Document passage:
UDC 517.535.4

MATHEMATICS

G. V. EFIMOV

ON THE REPRESENTATION OF ENTIRE FUNCTIONS OF ARBITRARY ORDER OF GROWTH

(Presented by Academician N. N. Bogolyubov, 24 IV 1970)

We shall prove a Fourier-type representation for entire functions of arbitrary order of growth. The proof carried out is a generalization of the method given by I. M. Gel'fand and G. E. Shilov \((^1)\) for entire functions of first order of growth. Another proof of the theorem on the representation of entire functions of arbitrary order of growth on the basis of the theory of Dirichlet series was given by A. F. Leont'ev \((^2)\).

We shall consider classes of entire analytic functions of one complex variable \(z=x+iy\). Let \(g(z)\) be an entire function; then

\[ M_g(r)=\max_{|z|=r}|g(z)|. \]

Let \(h(r)\) be a monotone twice differentiable function, and

\[ h(r)>0,\qquad h'(r)>0,\qquad h''(r)>0. \]

If

\[ \lim_{r\to\infty}\frac{\ln M_g(r)}{h(r)}=1, \]

then we shall say that the entire function \(g(z)\) has exact order of growth \(h(r)\). If \(h(r)=ar^\rho\), then it is customary to say that the entire function has order of growth \(\rho\) and finite type \(a\).

Record list:

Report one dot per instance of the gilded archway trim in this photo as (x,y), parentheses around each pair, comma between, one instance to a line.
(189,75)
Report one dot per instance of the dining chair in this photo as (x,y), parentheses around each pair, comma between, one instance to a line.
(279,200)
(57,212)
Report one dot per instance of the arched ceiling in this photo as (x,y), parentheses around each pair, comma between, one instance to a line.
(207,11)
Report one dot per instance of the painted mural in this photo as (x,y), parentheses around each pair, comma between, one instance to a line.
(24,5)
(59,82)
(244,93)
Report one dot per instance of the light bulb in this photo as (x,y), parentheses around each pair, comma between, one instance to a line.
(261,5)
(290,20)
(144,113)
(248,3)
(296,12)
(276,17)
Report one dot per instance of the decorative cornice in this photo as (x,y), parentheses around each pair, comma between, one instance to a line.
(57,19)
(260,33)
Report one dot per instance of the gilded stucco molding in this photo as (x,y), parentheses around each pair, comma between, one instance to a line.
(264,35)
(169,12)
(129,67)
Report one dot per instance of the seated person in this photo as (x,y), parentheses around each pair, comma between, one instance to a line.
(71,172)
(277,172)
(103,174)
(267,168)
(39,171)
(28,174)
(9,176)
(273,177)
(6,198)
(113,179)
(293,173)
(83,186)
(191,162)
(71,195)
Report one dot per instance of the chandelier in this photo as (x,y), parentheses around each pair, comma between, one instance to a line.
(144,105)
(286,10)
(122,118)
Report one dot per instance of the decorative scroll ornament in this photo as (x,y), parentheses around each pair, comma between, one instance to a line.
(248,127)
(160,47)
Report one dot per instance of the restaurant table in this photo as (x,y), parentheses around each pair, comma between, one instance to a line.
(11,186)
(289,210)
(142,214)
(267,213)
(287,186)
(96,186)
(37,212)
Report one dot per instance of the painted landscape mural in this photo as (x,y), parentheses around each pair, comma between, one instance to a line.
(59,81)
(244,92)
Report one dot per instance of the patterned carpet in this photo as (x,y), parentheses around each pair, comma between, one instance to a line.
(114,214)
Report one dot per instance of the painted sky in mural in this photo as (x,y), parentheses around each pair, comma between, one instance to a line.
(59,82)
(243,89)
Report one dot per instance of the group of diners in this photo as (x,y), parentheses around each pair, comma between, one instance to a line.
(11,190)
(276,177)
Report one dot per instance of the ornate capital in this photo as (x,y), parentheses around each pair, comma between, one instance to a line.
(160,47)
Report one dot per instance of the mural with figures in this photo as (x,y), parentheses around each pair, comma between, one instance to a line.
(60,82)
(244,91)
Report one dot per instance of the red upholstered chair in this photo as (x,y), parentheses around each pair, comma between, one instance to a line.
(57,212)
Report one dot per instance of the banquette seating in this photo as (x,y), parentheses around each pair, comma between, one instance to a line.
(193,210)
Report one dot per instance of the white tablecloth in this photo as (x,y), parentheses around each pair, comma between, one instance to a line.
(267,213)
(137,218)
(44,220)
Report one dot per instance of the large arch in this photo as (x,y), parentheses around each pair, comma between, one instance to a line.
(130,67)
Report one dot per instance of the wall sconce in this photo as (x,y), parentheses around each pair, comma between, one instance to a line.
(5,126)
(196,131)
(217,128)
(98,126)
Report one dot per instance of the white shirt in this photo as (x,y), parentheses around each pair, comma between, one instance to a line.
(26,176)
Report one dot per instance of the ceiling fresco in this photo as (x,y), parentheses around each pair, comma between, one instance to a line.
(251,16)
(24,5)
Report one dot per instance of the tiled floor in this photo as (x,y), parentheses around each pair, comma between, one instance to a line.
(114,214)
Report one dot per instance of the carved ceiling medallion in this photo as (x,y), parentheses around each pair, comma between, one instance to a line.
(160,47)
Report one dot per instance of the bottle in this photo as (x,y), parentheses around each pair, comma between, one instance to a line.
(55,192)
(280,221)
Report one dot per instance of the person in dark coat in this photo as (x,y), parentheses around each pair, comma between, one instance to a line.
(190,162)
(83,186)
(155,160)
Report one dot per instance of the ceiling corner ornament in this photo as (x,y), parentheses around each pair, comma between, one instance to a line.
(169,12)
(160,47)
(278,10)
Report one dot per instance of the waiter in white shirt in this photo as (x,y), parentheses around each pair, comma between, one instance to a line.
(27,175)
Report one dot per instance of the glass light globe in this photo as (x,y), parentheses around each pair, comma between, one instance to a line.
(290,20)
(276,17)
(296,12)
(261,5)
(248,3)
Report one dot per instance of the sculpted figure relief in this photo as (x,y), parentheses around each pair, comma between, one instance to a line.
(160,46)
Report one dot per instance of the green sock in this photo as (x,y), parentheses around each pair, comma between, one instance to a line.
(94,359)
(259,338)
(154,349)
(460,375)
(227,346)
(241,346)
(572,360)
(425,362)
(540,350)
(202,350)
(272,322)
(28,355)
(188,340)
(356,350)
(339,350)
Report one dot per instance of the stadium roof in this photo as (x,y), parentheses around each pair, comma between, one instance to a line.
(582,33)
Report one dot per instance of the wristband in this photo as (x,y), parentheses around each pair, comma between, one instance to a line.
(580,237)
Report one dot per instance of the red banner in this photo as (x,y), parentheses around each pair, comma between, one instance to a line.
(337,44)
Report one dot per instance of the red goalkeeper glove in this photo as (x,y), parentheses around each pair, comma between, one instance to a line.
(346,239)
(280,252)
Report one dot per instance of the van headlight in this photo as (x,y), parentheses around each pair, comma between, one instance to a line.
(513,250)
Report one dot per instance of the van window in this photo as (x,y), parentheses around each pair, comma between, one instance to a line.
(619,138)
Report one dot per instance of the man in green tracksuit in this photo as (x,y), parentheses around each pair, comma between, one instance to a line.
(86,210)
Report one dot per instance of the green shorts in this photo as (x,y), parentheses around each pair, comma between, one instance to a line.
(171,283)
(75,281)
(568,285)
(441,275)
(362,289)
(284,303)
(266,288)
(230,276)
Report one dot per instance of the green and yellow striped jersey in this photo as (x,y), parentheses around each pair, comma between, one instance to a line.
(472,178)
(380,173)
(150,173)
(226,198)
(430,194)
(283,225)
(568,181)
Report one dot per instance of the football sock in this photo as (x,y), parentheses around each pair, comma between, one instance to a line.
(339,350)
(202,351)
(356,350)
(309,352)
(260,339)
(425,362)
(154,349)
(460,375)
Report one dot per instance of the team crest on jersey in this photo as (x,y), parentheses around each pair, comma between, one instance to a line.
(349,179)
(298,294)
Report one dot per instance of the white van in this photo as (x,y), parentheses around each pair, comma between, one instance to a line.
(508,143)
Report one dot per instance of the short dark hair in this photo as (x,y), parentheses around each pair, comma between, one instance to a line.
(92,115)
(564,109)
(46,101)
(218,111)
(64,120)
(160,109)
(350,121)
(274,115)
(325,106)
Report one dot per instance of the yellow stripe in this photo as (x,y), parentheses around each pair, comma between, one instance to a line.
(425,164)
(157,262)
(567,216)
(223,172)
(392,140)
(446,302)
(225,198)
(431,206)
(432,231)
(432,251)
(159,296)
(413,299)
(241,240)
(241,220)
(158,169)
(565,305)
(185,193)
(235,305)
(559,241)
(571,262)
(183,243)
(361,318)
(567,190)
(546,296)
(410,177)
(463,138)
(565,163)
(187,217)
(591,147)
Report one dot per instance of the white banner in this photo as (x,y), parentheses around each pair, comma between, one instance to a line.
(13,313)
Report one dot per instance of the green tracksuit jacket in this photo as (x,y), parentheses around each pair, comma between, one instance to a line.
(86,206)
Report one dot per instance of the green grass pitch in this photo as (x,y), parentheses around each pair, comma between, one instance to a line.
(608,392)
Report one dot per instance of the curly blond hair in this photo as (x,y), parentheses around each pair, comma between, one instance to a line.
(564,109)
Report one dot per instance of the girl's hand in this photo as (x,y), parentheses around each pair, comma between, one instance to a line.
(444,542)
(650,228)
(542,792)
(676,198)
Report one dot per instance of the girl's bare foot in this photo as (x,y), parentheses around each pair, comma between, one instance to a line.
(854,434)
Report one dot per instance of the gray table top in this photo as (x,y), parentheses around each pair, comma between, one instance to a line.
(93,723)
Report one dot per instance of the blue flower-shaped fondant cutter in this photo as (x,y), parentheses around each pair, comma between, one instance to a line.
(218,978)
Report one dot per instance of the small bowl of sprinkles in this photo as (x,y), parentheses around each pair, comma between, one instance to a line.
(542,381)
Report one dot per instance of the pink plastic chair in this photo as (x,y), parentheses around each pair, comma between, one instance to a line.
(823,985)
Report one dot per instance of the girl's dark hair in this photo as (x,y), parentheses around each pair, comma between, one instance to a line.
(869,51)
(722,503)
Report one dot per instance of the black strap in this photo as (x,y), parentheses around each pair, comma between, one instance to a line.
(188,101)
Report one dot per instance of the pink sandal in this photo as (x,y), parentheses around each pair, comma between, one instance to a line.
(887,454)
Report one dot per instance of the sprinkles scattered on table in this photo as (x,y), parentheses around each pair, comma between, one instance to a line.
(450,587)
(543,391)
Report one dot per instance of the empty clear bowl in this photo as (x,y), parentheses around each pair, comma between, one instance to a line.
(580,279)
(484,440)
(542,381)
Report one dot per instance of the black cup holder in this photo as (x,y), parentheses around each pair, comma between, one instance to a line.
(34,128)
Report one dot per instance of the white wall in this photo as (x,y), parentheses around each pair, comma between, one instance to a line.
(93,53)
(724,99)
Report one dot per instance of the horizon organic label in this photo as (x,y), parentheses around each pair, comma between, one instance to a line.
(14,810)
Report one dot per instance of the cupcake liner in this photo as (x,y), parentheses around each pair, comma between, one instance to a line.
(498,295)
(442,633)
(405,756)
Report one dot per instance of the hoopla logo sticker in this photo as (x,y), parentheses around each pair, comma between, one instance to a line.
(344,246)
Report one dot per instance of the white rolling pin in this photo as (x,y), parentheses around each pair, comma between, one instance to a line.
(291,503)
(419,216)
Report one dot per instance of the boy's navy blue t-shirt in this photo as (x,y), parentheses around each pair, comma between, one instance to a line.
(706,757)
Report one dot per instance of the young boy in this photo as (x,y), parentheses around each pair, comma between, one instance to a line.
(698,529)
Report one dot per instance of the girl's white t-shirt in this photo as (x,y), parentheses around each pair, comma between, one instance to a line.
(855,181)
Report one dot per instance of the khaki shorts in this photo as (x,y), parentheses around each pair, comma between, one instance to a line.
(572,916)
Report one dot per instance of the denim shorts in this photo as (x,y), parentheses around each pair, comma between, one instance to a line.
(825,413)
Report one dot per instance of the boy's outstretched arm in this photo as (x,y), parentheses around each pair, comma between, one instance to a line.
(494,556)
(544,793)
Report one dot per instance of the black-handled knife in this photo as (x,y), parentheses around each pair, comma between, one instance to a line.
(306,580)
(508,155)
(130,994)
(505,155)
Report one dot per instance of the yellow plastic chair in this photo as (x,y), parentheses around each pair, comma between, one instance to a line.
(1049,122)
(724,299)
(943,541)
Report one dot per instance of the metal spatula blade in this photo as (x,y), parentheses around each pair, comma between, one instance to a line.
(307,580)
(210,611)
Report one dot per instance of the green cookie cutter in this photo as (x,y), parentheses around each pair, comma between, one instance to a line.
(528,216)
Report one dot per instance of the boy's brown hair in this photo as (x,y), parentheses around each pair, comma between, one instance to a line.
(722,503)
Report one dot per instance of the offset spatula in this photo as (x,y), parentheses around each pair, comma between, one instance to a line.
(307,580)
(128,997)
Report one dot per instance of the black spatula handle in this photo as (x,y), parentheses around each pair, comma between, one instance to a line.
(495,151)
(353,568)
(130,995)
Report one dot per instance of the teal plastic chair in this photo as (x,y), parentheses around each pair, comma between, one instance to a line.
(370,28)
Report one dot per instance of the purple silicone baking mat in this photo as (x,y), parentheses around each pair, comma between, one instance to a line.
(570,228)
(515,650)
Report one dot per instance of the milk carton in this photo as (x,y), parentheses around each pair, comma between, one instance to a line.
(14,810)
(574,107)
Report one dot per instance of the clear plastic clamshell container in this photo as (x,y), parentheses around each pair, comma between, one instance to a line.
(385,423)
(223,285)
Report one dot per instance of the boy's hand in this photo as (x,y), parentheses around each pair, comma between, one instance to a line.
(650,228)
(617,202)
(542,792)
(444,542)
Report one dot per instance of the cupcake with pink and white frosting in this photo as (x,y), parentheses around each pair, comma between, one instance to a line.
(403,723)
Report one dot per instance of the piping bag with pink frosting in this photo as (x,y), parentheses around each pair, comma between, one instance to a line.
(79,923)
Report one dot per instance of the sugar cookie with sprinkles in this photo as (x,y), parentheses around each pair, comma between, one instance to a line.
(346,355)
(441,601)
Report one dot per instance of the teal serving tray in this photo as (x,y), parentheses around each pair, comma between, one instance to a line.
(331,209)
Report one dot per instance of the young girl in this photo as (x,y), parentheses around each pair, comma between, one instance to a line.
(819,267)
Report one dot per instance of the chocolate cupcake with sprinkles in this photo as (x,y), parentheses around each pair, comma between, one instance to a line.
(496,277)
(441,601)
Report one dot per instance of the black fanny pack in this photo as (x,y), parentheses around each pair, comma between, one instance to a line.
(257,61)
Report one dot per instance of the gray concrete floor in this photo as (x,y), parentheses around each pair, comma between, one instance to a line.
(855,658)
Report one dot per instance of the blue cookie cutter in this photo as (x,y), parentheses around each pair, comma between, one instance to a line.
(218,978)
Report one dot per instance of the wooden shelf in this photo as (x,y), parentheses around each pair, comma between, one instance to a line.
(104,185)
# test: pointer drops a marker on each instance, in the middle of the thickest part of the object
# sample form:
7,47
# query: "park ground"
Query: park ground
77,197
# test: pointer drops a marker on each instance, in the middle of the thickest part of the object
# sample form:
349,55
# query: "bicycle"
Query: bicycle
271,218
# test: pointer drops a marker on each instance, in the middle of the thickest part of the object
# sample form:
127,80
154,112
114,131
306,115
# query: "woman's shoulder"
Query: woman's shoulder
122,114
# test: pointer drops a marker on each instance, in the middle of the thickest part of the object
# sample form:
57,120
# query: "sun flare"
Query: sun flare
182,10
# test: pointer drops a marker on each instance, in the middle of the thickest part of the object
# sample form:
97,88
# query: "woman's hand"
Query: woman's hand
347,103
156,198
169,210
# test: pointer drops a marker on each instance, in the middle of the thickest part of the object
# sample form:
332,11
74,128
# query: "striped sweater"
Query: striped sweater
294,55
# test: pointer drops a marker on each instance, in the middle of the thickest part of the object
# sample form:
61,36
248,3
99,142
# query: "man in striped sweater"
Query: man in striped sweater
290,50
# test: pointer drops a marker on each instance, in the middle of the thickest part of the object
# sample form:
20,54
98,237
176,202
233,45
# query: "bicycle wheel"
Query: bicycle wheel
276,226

Exercise details: Reproduce the passage on entire functions from "We shall consider" to "finite type \(a\).".

Problem solution:
We shall consider classes of entire analytic functions of one complex variable \(z=x+iy\). Let \(g(z)\) be an entire function; then

\[ M_g(r)=\max_{|z|=r}|g(z)|. \]

Let \(h(r)\) be a monotone twice differentiable function, and

\[ h(r)>0,\qquad h'(r)>0,\qquad h''(r)>0. \]

If

\[ \lim_{r\to\infty}\frac{\ln M_g(r)}{h(r)}=1, \]

then we shall say that the entire function \(g(z)\) has exact order of growth \(h(r)\). If \(h(r)=ar^\rho\), then it is customary to say that the entire function has order of growth \(\rho\) and finite type \(a\).